Document:
Most Americans are unaware (although readers of my website, AtlasShrugs.com, are well aware) of the atrocity that is taking place at the 9/11 Memorial and Museum. The New York Times reported last Sunday that “a dispute” is taking place over the remains of 9/11 victims, “between some of the victims’ families and the officials planning the National September 11 Memorial and Museum underneath where the twin towers stood.”

The dispute has arisen, says the Times, because “officials plan to take the remains seven stories below ground and place them in the new museum behind a wall with a quotation from Virgil about never forgetting, studded in letters of World Trade Center steel. But the families, appalled by the idea of remains that could belong to their loved ones being turned into a lure for tourists, want them kept in a separate above-ground memorial that would be treated like hallowed ground.”

Records supplied:
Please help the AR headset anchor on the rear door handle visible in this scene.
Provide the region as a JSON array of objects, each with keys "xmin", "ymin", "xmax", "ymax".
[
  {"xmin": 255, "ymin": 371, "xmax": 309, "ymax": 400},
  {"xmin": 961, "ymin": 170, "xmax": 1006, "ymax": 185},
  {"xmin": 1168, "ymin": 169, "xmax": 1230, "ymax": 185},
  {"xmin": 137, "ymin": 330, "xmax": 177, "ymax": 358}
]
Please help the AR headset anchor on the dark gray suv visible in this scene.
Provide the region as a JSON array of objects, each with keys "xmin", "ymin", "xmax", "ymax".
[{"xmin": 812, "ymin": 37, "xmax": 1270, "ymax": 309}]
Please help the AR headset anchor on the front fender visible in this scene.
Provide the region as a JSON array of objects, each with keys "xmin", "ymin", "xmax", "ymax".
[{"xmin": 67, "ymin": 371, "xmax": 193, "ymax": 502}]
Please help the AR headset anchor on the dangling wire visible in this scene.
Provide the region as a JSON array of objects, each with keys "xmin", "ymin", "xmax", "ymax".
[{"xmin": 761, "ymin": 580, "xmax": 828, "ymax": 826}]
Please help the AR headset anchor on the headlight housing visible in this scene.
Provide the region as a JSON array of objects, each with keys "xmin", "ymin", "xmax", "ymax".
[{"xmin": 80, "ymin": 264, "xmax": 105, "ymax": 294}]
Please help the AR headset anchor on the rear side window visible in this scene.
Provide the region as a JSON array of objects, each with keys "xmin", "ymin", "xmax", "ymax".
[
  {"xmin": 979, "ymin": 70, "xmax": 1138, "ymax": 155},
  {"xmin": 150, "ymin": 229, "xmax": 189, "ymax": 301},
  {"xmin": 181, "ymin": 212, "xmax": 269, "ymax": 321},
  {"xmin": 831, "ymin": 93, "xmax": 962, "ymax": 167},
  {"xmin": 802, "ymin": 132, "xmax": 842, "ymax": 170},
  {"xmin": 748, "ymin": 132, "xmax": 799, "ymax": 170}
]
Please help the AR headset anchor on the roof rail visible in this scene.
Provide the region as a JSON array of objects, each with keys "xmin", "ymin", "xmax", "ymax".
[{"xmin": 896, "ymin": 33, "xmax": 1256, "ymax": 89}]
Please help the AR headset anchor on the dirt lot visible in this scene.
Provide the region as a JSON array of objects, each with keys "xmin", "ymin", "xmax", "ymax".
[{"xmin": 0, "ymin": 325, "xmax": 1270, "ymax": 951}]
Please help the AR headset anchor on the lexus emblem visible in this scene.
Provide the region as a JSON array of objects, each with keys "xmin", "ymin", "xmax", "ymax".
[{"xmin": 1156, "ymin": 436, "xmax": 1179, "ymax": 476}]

Work to do:
- A) Copy the entries word for word, starting at the line that contains "Please help the AR headset anchor on the roof" and ending with the last line of the entries.
- B) Pick up the piece on the dispute over 9/11 victims' remains at the memorial museum and continue it from its last sentence.

Results:
- A)
Please help the AR headset anchor on the roof rail visible in this scene.
Provide the region as a JSON array of objects, each with keys "xmin", "ymin", "xmax", "ymax".
[{"xmin": 896, "ymin": 33, "xmax": 1256, "ymax": 89}]
Please help the AR headset anchor on the dirt lot visible in this scene.
Provide the region as a JSON array of objects, each with keys "xmin", "ymin", "xmax", "ymax".
[{"xmin": 0, "ymin": 325, "xmax": 1270, "ymax": 951}]
Please help the AR headset anchor on the lexus emblem visible in this scene.
Provide the region as a JSON array of objects, each with keys "xmin", "ymin", "xmax", "ymax".
[{"xmin": 1156, "ymin": 436, "xmax": 1179, "ymax": 476}]

- B)
The remains of the victims of the September 11th Islamic attack on this country do not belong to those ghouls at the 9/11 Memorial and Museum (Ground Zero mosqueteer Daisy the Khan is on their advisory board). Sally Regenhard, who lost her son Christian on 9/11, explained: “I personally feel I’ve been robbed of access to where my son’s remains are potentially being buried. My entire family, we will never go in there. This is a post-traumatic stress situation waiting to happen.” Rosemary Cain, whose son George, a firefighter, was killed on 9/11, said that putting the remains in the museum was “like a freak show.”

However, the president of the National September 11 Memorial and Museum, Joe Daniels, was fine with the freak show: “What the families need most and what the public needs most is a memorial they can come to to pay their respects at.” The hubris of this creep. He is going to tell the 911 family members what they need.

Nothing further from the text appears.